Stored data entries
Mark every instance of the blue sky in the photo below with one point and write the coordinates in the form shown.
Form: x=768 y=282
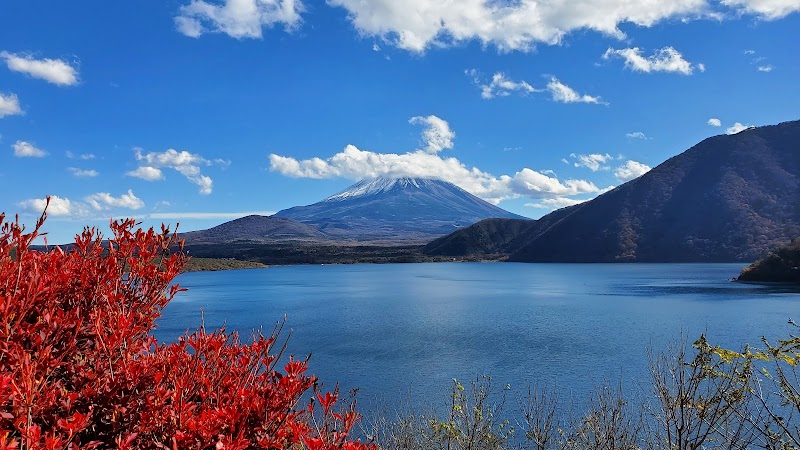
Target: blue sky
x=199 y=112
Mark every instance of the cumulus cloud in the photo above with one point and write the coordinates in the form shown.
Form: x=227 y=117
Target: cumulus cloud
x=666 y=59
x=436 y=135
x=237 y=18
x=9 y=105
x=767 y=9
x=24 y=149
x=630 y=170
x=356 y=164
x=103 y=201
x=146 y=173
x=83 y=156
x=737 y=127
x=500 y=85
x=186 y=163
x=592 y=161
x=564 y=94
x=417 y=25
x=58 y=206
x=82 y=173
x=55 y=71
x=556 y=203
x=89 y=207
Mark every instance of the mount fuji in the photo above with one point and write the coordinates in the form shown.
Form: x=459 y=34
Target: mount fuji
x=395 y=209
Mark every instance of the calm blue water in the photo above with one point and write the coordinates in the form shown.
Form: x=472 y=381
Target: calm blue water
x=403 y=331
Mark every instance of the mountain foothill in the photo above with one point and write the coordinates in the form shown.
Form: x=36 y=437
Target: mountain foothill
x=730 y=198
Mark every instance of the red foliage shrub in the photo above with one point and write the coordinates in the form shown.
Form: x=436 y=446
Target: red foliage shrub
x=79 y=368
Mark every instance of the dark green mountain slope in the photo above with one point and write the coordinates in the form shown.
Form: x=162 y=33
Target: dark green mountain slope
x=728 y=198
x=255 y=229
x=780 y=266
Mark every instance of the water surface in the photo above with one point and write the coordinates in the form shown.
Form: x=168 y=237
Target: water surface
x=403 y=331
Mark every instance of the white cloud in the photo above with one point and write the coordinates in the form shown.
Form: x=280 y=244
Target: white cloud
x=666 y=59
x=55 y=71
x=500 y=85
x=24 y=149
x=146 y=173
x=630 y=170
x=82 y=173
x=103 y=201
x=556 y=203
x=437 y=134
x=237 y=18
x=58 y=206
x=592 y=161
x=186 y=163
x=767 y=9
x=564 y=94
x=355 y=164
x=9 y=105
x=417 y=25
x=83 y=156
x=737 y=127
x=64 y=207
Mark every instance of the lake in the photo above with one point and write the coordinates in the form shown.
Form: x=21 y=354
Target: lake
x=402 y=332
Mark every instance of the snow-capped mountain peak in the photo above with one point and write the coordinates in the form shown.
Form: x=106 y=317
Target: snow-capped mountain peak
x=379 y=185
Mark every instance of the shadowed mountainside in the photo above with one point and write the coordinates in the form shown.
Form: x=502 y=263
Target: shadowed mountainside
x=492 y=237
x=780 y=266
x=728 y=198
x=255 y=229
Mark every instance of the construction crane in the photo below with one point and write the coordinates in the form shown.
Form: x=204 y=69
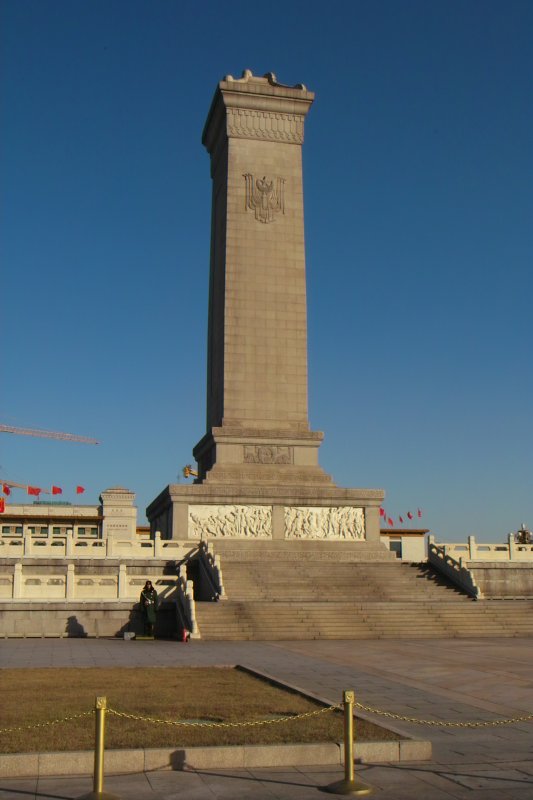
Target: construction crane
x=14 y=485
x=68 y=437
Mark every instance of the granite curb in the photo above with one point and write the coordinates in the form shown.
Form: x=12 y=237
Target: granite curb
x=123 y=762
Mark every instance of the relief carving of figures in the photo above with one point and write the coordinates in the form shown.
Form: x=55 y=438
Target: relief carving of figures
x=337 y=522
x=245 y=522
x=267 y=454
x=263 y=197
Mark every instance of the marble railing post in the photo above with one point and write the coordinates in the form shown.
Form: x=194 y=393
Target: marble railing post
x=191 y=609
x=218 y=573
x=122 y=581
x=70 y=588
x=512 y=547
x=17 y=582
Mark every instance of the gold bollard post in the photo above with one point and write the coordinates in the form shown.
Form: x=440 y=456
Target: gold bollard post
x=349 y=785
x=99 y=744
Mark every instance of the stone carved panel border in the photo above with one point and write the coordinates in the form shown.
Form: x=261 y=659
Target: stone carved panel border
x=335 y=522
x=268 y=454
x=230 y=521
x=271 y=126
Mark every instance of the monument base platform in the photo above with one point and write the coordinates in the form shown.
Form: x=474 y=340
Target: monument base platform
x=220 y=511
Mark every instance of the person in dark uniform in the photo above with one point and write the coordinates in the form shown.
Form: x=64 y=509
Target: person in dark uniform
x=149 y=605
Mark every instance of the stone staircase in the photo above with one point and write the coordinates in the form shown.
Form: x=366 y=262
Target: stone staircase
x=336 y=590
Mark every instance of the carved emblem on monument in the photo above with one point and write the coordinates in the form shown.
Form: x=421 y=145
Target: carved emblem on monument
x=264 y=197
x=337 y=522
x=267 y=454
x=230 y=521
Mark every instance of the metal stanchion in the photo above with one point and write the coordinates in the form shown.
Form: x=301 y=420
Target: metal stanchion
x=349 y=785
x=99 y=743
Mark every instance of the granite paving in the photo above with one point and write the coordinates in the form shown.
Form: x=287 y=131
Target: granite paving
x=457 y=680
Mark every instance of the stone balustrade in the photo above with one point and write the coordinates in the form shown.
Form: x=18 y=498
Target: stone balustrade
x=68 y=546
x=473 y=551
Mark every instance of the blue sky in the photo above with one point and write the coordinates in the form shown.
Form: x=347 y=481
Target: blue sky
x=418 y=183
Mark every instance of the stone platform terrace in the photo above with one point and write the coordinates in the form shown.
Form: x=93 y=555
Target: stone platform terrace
x=463 y=679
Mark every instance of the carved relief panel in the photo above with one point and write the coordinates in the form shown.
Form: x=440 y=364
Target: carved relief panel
x=265 y=196
x=268 y=454
x=336 y=522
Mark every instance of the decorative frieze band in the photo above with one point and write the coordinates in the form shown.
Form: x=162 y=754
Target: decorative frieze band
x=245 y=123
x=268 y=454
x=335 y=522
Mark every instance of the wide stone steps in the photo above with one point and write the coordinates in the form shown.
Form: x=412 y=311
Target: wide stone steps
x=234 y=620
x=339 y=590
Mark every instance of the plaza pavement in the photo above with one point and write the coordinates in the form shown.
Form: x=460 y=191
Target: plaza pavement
x=454 y=679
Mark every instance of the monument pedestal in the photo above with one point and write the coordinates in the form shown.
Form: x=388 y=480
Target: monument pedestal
x=223 y=511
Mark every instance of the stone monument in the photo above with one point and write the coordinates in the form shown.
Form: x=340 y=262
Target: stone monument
x=258 y=470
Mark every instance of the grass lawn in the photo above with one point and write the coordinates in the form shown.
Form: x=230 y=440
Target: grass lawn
x=31 y=696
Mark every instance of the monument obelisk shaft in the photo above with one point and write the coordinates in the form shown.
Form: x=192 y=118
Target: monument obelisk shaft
x=257 y=337
x=258 y=470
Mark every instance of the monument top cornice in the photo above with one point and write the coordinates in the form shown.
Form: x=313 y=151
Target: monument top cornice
x=256 y=96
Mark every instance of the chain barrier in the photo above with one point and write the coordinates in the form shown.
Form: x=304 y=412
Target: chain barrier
x=249 y=724
x=441 y=723
x=277 y=720
x=46 y=724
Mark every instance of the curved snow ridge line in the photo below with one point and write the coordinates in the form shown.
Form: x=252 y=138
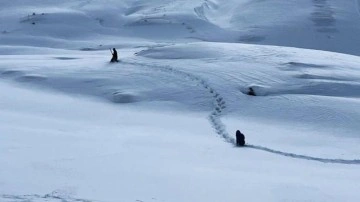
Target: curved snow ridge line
x=218 y=101
x=309 y=158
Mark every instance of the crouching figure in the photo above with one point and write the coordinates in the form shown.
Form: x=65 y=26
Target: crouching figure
x=240 y=139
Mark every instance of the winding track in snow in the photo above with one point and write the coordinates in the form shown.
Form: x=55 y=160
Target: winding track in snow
x=357 y=6
x=220 y=104
x=218 y=101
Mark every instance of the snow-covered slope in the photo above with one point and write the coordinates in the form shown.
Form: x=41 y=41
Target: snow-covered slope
x=332 y=25
x=160 y=124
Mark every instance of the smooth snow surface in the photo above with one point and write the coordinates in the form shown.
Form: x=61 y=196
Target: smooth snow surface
x=160 y=124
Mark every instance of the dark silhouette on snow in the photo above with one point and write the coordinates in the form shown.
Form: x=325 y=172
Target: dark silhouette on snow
x=240 y=138
x=114 y=58
x=251 y=92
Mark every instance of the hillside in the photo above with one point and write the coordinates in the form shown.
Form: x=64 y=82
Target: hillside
x=160 y=124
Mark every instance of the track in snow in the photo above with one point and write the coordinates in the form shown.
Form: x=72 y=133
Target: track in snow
x=220 y=104
x=35 y=197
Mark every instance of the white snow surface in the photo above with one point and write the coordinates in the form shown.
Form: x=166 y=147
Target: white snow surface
x=160 y=124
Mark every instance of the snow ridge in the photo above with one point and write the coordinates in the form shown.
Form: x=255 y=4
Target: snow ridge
x=36 y=197
x=310 y=158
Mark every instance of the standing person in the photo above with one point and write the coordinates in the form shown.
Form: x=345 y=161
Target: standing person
x=115 y=57
x=240 y=138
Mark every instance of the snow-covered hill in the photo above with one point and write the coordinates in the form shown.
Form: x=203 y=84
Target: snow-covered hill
x=160 y=124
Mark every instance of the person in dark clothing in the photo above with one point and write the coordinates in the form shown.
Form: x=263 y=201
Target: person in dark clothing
x=240 y=139
x=115 y=57
x=251 y=92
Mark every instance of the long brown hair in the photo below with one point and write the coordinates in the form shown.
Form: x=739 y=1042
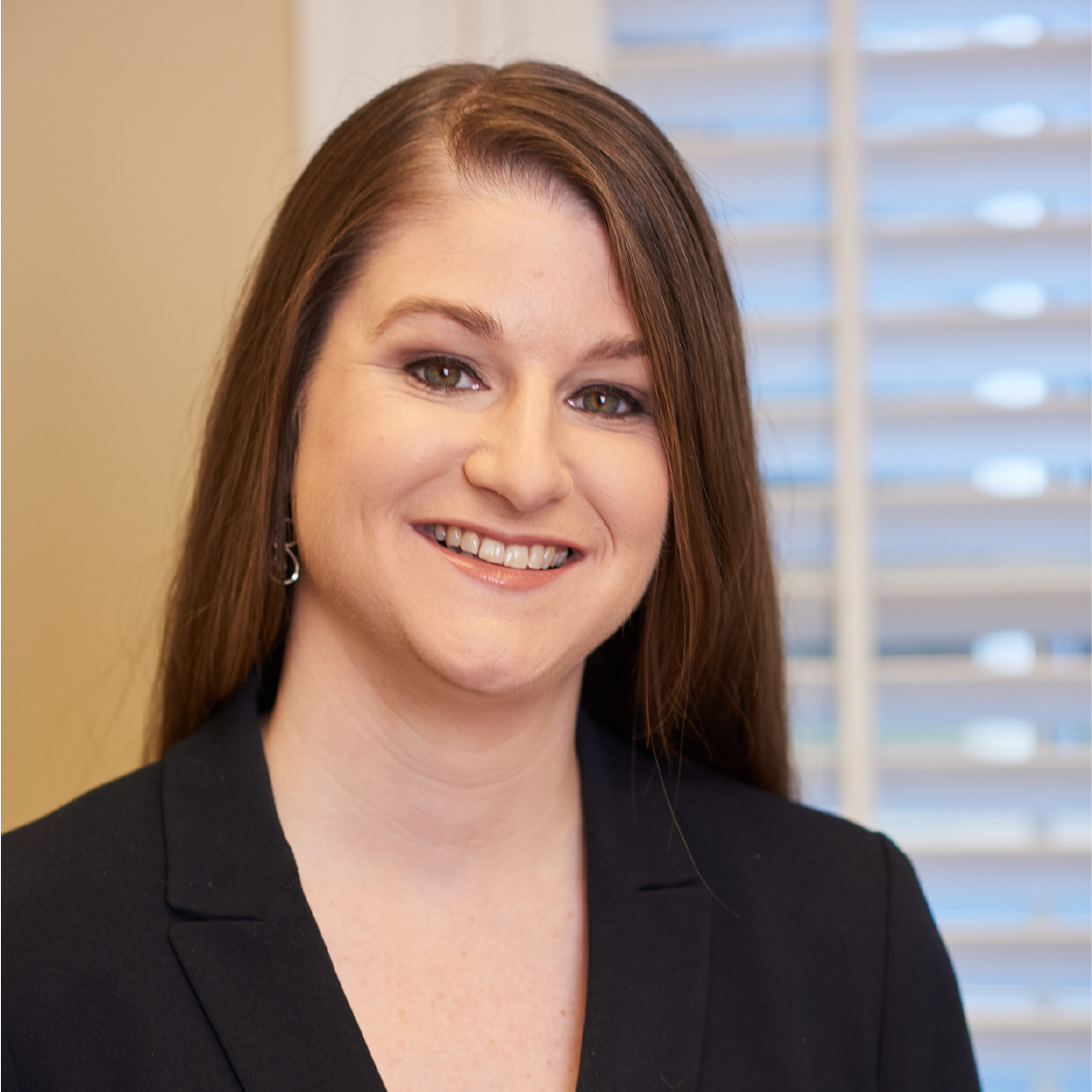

Required action:
Set down exactly and only the lines from the start of the entries above through the line containing "Form: x=280 y=244", both ends included, omitting the pictures.

Solution:
Mark every instance of the blue sky in the photo below with one point and write the coordinates in the form shown.
Form: x=768 y=282
Target: blue sky
x=199 y=112
Mark every instance of the cumulus cloud in the photo above with one point and write the coordinates in the form shown.
Form: x=227 y=117
Target: cumulus cloud
x=666 y=59
x=436 y=135
x=237 y=18
x=9 y=105
x=767 y=9
x=24 y=149
x=630 y=170
x=356 y=164
x=103 y=201
x=146 y=173
x=83 y=156
x=737 y=127
x=500 y=85
x=186 y=163
x=592 y=161
x=564 y=94
x=417 y=25
x=58 y=206
x=82 y=173
x=55 y=71
x=556 y=203
x=89 y=207
Mark every instance of the mount fuji in the photo above with one point and write the coordinates in the form shown.
Form: x=459 y=34
Target: mount fuji
x=395 y=209
Mark every instance of the calm blue water in the photo above with one point and write the coordinates in the form shown.
Form: x=472 y=381
Target: calm blue water
x=403 y=331
Mark every instance of the mountain foothill in the photo above with one point and write the coordinates in the form shown.
Form: x=36 y=437
Target: mountain foothill
x=730 y=198
Mark every instance of the red foliage shrub in the photo above with one point and write the coordinates in the form shown.
Form: x=436 y=446
Target: red foliage shrub
x=79 y=368
Mark every instance of the dark green mountain slope in the photo above with one point and write the coordinates in the form shown.
Form: x=162 y=33
Target: dark green mountain slope
x=728 y=198
x=255 y=229
x=780 y=266
Mark every instance of the water surface in the photo above with one point and write the coordinates in the form shown.
Form: x=168 y=237
Target: water surface
x=403 y=331
Mark every instance of the white cloud in the photo above with one point and write the coordinates in the form shown.
Form: x=280 y=244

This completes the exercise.